- **Text section**:
_____
Sabrina: Hey listeners, save the date! We’ll be having a virtual Zoom event on April 17 from 5-6 p.m.

It’s called Inside P.S Weekly: Meet the students and adults behind the new podcast

Join us on Zoom and learn how the podcast is made, how it can be used as a teaching tool, and how you could potentially have your voice, heard, on the show.

Check out the link in our show notes! Keep listening to hear the rest of this episode!

Tanvir: Welcome to P.S. Weekly… the sound of the New York City school system. PS Weekly is a collaboration between Chalkbeat New York and The Bell.

Tanvir: I’m your host this week, Tanvir Kaur. I’m a senior at Academy of American Studies in Queens.On today’s episode: how the national wave of book bans is showing up in New York City in surprising ways.

But first! A Chalkbeat news bulletin…


Alex: I’m Alex Zimmerman, a reporter with Chalkbeat. Here’s a quick recap of the past week’s biggest education stories:

City officials are replacing metal detectors at nearly 80 campuses with new ones designed to let students keep their backpacks on instead of sending them through a separate x-ray machine. But the city will still make students take off their backpacks — raising questions about the $3.9 million upgrade.

Roughly 139,000 families applied to Summer Rising, the city’s free summer school program — that’s far more than the number of available seats. The program remains popular, even as Mayor Eric Adams has cut back middle school hours to save money.

And on Monday, April 8, a total solar eclipse is coming to parts of New York State. Several schools are hosting watch parties, as is the New York Hall of Science in Queens.

To stay up to date on local education news throughout the week, go to and sign up for the New York Daily Roundup.

Tanvir: Last year, Texas Governor Greg Abbott signed a bill banning books that contain violent, sexual, or sensitive content. Similar bills in other states have affected even more children’s schools and libraries.

Tanvir: Between 2021 and 2023, there were close to six thousand recorded book bans across America. Of these banned books, nearly 60% were young adult genres. Meaning, books written for school-age kids are being targeted.

Tanvir: I had heard about this trend, and it troubled me. I thought–At least, this isn’t happening here… But then…


Reporter 1: An investigation underway this afternoon after some books were thrown out into the trash at a school on Staten Island.

Reporter 2: Now the books are about Black history and the LGBTQ community, and all were found with notes attached to them, critical of both. Eyewitnesses…

Tanvir: The Department of Education is currently investigating the incident in Staten Island — which appears to be an isolated case — but it’s a reminder that NYC is not immune to the national attempts to censor what students read and learn in school.

Today, we speak to a school librarian who used social media to promote LGBTQ+ books during pride month... and then experienced wrath online from parents across the country.

Then: how one Queens school is flipping the narrative on its head… embracing the books that some districts have deemed too dangerous to read through a course entirely devoted to them.
_____
- **Dataset extract**:
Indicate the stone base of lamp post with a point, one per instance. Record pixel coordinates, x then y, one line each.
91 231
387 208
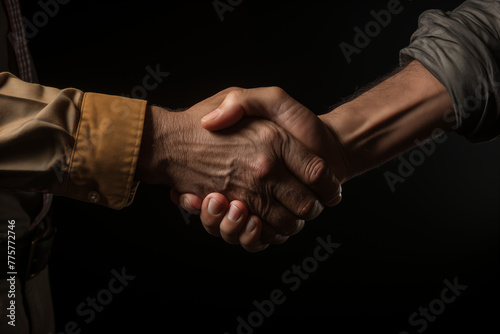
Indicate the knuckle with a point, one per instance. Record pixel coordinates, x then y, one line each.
307 211
262 166
278 92
316 171
269 133
234 93
292 229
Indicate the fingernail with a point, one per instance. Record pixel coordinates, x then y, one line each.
213 115
234 214
187 205
214 207
318 208
251 225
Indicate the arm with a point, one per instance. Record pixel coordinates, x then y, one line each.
92 147
67 142
456 88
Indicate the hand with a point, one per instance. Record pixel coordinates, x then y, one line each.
274 104
257 162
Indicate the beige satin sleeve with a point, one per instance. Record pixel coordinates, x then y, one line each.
70 143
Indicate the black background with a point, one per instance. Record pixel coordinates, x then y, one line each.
396 247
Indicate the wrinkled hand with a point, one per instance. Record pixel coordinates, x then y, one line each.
256 162
274 104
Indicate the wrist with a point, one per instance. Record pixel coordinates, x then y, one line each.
157 149
390 118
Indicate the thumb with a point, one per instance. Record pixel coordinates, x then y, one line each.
227 114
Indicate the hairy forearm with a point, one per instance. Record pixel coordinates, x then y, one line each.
390 119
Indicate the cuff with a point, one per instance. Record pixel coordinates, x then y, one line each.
106 150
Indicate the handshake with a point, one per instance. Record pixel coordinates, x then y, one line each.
256 164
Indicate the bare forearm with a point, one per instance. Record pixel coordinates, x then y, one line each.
391 118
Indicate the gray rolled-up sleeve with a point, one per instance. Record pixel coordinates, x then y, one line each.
462 50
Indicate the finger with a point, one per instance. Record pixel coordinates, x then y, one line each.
296 197
280 218
309 169
233 222
213 210
274 104
269 235
191 203
175 196
249 237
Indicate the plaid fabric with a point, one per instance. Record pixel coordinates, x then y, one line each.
18 40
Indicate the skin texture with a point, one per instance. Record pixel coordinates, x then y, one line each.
270 172
387 120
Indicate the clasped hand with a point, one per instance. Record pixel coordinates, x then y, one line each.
260 176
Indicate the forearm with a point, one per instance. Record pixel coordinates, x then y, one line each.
67 142
391 118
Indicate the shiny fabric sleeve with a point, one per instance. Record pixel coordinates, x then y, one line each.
70 143
462 50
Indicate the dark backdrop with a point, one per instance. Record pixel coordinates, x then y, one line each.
397 247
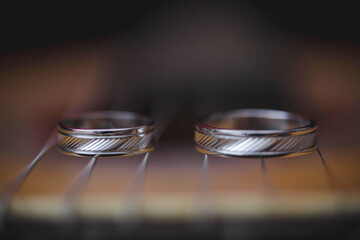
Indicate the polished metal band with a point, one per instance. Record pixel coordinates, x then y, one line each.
255 133
107 133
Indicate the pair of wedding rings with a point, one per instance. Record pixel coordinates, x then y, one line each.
238 133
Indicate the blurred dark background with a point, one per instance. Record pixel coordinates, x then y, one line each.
178 60
28 26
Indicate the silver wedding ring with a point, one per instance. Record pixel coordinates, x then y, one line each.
108 133
255 133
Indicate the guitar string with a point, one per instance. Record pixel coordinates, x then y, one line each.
266 180
10 190
133 198
204 201
14 185
327 169
74 193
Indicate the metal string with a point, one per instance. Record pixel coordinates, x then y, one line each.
204 204
77 188
12 188
326 168
267 186
133 198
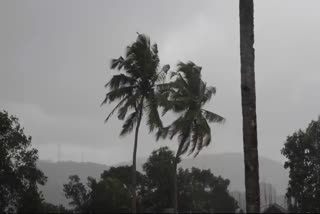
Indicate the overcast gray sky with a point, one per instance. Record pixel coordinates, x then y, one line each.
54 62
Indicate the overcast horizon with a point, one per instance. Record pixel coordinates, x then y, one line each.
55 55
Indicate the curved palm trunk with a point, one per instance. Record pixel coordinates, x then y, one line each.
134 160
248 94
175 181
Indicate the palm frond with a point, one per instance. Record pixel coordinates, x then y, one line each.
212 117
118 94
120 80
115 108
129 123
131 103
153 118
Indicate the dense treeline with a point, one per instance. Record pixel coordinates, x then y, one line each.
198 190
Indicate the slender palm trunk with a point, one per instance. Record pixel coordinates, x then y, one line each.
134 159
175 181
248 94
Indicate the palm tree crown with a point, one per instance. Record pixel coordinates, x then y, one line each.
187 94
136 84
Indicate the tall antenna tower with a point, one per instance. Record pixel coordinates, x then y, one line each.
59 153
82 157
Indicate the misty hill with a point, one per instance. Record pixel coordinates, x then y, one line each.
227 165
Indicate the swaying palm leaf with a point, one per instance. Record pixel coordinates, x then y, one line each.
187 95
136 90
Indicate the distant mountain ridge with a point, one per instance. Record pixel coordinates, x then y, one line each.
229 165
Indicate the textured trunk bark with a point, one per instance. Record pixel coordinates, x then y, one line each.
248 94
175 181
134 159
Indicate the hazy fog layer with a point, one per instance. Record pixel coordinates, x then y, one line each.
54 62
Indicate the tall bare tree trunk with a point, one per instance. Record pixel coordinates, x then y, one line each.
175 181
248 94
134 160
_____
- **Problems**:
a - Reproduce the P.S. Weekly transcript word for word between "Tanvir: Welcome to" and "the $3.9 million upgrade.", inclusive.
b - Answer these from the P.S. Weekly transcript:
(i) What hours is the virtual Zoom event on April 17?
(ii) About how many families applied to Summer Rising?
(iii) What share of the books banned between 2021 and 2023 were young adult genres?
c - Extend the P.S. Weekly transcript past its final sentence.
The records are material apart from the P.S. Weekly transcript.

- **Results for each task**:
a -
Tanvir: Welcome to P.S. Weekly… the sound of the New York City school system. PS Weekly is a collaboration between Chalkbeat New York and The Bell.

Tanvir: I’m your host this week, Tanvir Kaur. I’m a senior at Academy of American Studies in Queens.On today’s episode: how the national wave of book bans is showing up in New York City in surprising ways.

But first! A Chalkbeat news bulletin…


Alex: I’m Alex Zimmerman, a reporter with Chalkbeat. Here’s a quick recap of the past week’s biggest education stories:

City officials are replacing metal detectors at nearly 80 campuses with new ones designed to let students keep their backpacks on instead of sending them through a separate x-ray machine. But the city will still make students take off their backpacks — raising questions about the $3.9 million upgrade.

b -
(i) 5-6 p.m.
(ii) Roughly 139,000
(iii) Nearly 60%

c -
Our PS Weekly producer Salma Baksh has our first story…

Salma: I’m here with my school’s former librarian, Lindsay Klemas. We call her Ms. K. Let me tell you: the students at Forest Hills High School were devastated last year when she left. But we were also happy for her. She’s now the Coordinator for all Queens public school libraries.

Salma: I met Ms. K in my sophomore year. She quickly became my go-to person for basically anything – decision-making, emotional support, and book recs (obviously). Students knew her as empathetic and kind, making the library a true safe space.

Lindsay: I became a librarian in 2010. I started my career at a high school for students with emotional disabilities in the Bronx, and I worked there for about six years. And then I was at Forest Hills High School for a little over seven years.

Salma: What made you want to become a librarian?

Lindsay: I decided to become a librarian because librarians are pathological helpers and we like to give people information, make people feel welcome, and make sure that people can sort of have a third space they can go to.

Salma: What is your definition of librarianship?

Lindsay: A librarian, to me is someone who is able to allow others to see themselves on the shelves. So I think a good librarian is able to have books and resources that all of their patrons want to access, but it’s a place where people can be themselves and also find information or stories that speak to them.

Salma: Have there been any instances, any negatives that have arisen out of the way that you fulfill your definition of what it means to be a librarian?

Lindsay: Yes. In the fall of 2022, I actually became a victim of some online harassment. Um, It happened because our school library Instagram page was discovered by a group of people who didn’t like the books that I featured in a reel that we had made for Pride Month. And so people started to say that the book should be put in the woodchipper, that I should be fired. I was a pedophile. this was in reference to the book that’s called “This book is Gay,” which has received numerous starred reviews from professional reviewers and is considered an important book for teenagers, but is also a very banned and challenged book nationwide.

Salma: So receiving that kind of hate from people that don’t even know you must have been very heavy on you and your mental health. How did you react?

Lindsay: It was definitely heavy on my mental health. I feel like I’m still sort of processing slash. I’ll think to myself, “Did that even happen?” Or there might be conversations about book banning and people say, “Oh, that doesn’t happen in New York City schools.” And you’re like, “Wait, it happened to me.” And then you’re sort of in this situation where you’re deciding, “Do I bring it up and tell what happened? Or is that centering myself in the story when really the story is that kids deserve access to materials?” So I was sort of like, what stories do I turn to or what can I learn from this and how do I move forward? And I felt like there wasn’t really a road map for that. And so it was difficult for sure.

Salma: Have you heard of other incidents of librarians getting this kind of response?

Lindsay: I haven’t heard of any school librarians receiving as much vitriol as I did in my situation, but I know that there are New York City school educators who either feel like they can’t be their true selves at work because of their gender identity or their sexual orientation. There are teachers who have had parents question what they’re teaching, or there may be librarians who or, you know, E.L.A. teachers who sort of self-censor. That would look like saying, well, I don’t want to make waves or become a potential victim to people who are trolling. So I’m going to not teach that book or I’m going to not purchase that book for our school library collection. And so that’s a way that the censorship wars can impact people, subconsciously.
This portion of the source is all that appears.